What to work on: With the pictures left out, retype exactly the lines below starting at the line that contains "Target: woman's long dark hair" and ending at the line that contains "Task: indicate the wooden".

Record excerpts:
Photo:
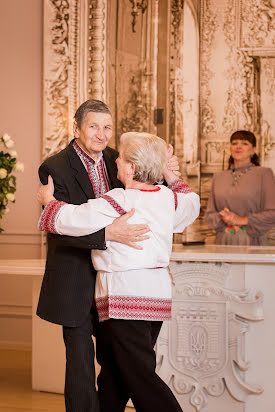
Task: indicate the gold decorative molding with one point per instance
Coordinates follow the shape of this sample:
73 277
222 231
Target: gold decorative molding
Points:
200 352
209 25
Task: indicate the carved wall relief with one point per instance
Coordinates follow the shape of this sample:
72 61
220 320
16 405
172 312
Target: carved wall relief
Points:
267 118
56 69
200 352
209 23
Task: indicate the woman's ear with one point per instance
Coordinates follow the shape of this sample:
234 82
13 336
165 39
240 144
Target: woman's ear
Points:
75 130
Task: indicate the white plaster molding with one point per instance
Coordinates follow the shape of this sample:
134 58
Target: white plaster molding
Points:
219 253
209 26
8 310
56 62
200 351
97 38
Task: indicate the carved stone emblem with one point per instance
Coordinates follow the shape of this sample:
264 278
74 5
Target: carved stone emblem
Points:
200 351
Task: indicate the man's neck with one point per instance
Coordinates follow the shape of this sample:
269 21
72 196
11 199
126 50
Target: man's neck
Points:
92 155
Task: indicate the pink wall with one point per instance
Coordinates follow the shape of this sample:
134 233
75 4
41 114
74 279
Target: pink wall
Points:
20 116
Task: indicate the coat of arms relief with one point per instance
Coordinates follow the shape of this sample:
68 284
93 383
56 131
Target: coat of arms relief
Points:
200 352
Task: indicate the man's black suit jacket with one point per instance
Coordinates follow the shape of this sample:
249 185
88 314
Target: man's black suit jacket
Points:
67 290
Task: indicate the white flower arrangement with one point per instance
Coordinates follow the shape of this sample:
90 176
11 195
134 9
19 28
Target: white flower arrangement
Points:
8 164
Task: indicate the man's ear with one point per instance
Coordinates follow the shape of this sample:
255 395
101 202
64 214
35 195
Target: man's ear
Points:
75 130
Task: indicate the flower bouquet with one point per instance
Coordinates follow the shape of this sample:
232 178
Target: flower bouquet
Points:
8 165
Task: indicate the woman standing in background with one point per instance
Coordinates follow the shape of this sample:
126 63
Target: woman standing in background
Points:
241 205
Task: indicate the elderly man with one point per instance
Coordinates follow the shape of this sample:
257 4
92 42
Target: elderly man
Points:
85 169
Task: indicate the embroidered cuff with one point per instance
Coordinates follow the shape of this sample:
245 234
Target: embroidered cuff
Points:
48 217
179 186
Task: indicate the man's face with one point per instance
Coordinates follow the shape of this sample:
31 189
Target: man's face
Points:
94 133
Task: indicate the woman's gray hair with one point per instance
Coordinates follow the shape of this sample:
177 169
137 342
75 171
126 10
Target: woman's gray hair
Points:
147 152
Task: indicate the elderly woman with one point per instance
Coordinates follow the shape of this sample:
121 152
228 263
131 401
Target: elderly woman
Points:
133 287
241 206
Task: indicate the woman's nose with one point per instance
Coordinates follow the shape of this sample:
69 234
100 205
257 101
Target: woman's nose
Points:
99 132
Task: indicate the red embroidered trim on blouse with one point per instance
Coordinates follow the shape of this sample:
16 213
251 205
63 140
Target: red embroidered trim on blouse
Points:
115 205
179 186
47 219
132 307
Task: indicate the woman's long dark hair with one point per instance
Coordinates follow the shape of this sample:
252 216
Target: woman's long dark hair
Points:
250 137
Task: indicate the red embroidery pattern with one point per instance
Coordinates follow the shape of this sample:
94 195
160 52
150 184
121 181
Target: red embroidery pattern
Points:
99 182
47 220
132 307
179 186
115 205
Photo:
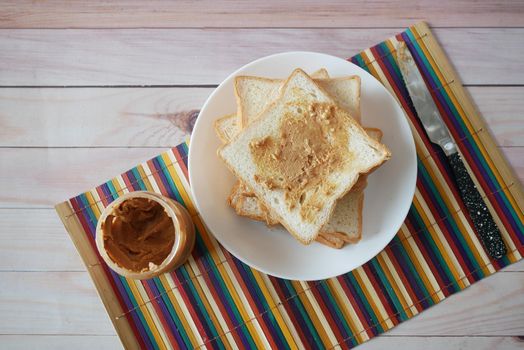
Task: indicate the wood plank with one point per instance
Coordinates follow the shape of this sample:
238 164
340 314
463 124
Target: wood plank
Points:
42 177
43 236
502 109
492 306
206 56
439 343
77 342
41 243
98 117
66 303
137 117
272 13
51 303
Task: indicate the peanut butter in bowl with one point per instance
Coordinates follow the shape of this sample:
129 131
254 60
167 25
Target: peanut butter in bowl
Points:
143 234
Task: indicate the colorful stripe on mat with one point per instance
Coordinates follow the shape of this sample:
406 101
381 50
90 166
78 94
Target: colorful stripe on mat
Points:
216 301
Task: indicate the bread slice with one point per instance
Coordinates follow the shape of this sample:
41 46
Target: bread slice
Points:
333 161
263 91
347 216
254 94
344 226
226 127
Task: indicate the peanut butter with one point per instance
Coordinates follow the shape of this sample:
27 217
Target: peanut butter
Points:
138 234
311 145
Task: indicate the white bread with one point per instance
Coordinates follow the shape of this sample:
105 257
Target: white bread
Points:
366 154
262 92
347 216
254 94
345 224
226 127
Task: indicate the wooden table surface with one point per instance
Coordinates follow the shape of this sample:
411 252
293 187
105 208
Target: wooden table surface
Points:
89 89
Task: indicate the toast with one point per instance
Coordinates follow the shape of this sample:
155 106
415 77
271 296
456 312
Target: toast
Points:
254 94
301 155
266 88
347 216
344 226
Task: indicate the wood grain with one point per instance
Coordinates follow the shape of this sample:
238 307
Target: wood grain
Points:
66 303
207 56
272 13
51 303
97 117
138 117
478 310
42 177
35 240
439 343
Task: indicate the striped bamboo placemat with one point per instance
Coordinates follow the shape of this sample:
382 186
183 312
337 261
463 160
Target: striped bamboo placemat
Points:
216 301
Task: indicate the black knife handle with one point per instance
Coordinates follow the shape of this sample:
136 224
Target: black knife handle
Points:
486 228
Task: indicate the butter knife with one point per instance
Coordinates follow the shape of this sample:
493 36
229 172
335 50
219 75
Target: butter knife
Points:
438 133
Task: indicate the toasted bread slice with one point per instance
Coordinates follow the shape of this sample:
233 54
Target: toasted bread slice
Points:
261 92
345 224
347 216
226 127
303 189
254 94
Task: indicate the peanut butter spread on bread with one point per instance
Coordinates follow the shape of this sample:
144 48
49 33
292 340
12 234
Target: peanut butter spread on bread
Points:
137 233
312 143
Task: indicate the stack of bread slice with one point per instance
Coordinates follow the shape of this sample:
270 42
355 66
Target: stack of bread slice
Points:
300 154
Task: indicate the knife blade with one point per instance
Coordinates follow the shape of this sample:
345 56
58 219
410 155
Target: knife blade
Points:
438 133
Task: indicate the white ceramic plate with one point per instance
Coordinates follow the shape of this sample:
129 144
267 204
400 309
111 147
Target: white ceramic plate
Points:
388 195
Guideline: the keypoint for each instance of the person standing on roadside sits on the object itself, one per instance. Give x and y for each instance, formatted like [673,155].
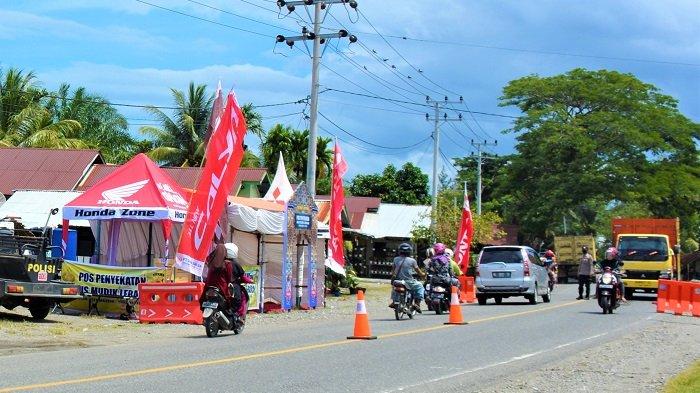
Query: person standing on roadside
[585,273]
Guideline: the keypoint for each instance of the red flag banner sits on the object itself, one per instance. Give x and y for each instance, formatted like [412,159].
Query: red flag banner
[464,237]
[336,259]
[223,158]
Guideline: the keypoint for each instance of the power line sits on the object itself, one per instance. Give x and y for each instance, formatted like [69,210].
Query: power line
[371,143]
[415,103]
[545,52]
[205,19]
[239,16]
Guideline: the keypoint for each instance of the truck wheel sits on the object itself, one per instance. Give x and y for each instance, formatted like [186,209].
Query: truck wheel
[39,310]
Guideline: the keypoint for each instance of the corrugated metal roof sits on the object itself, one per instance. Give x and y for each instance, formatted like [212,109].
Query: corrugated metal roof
[185,177]
[44,169]
[34,207]
[397,221]
[356,207]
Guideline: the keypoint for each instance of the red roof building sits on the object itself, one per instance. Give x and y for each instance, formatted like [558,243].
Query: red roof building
[44,169]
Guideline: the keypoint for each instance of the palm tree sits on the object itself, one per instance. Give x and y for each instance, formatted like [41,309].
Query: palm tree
[17,91]
[103,126]
[180,141]
[293,144]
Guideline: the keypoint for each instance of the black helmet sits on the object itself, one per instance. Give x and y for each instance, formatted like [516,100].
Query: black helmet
[405,249]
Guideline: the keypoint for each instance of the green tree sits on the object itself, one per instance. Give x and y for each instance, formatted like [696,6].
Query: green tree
[102,126]
[589,138]
[293,144]
[409,185]
[180,139]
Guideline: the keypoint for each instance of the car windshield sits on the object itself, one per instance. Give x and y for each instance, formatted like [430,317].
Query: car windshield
[511,255]
[643,248]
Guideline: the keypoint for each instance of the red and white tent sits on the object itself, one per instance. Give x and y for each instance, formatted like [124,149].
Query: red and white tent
[140,193]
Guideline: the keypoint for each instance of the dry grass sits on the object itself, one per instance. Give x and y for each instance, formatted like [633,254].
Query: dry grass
[686,382]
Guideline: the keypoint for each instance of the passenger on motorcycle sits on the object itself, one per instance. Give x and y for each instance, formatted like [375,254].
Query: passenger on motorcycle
[405,268]
[439,266]
[612,260]
[226,274]
[454,267]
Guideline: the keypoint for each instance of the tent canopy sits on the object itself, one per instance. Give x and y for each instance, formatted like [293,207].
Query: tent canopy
[138,190]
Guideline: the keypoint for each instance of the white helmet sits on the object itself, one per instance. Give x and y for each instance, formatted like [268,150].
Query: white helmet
[231,250]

Response:
Target: woman's long dark hair
Points:
250 137
Task: indicate the red embroidery pattern with one point per instance
Coordinates follow the shape of this sample:
94 195
160 52
150 184
121 181
Target: red embroidery pattern
Points:
99 182
47 220
132 307
179 186
115 205
Photo:
Task: indicate the wood plank with one point per instance
Coordinates follow the shape of this sample:
238 164
340 314
463 124
Target: wood plank
Points:
42 177
43 236
502 109
492 306
206 56
439 343
77 342
41 243
98 117
66 303
137 117
272 13
51 303
Task: indicate the peanut butter in bowl with one point per instance
Coordinates follow the shape of this sample:
129 131
254 60
167 25
Target: peanut butter in bowl
Points:
143 234
Task: indicate the colorful stripe on mat with one point per instance
Coordinates follow the shape of this sample:
406 101
381 50
90 166
78 94
Target: colorful stripe on mat
Points:
216 301
Task: indicate the bread slice with one point per instance
Coordinates follow the shape of this sample:
41 46
Target: bread slice
Points:
333 161
263 91
347 216
254 94
344 226
226 127
Task: indicate the peanut butter with one point per instance
Coordinates follow the shape of this sample:
27 217
Target: peanut butter
Points:
138 234
311 145
Task: indicate the white bread with one point per instance
Coordinates follow the shape of this sample:
105 257
Target: white bread
Points:
366 154
262 92
347 216
254 94
345 224
226 127
Task: indicate the wooden table surface with one point per instance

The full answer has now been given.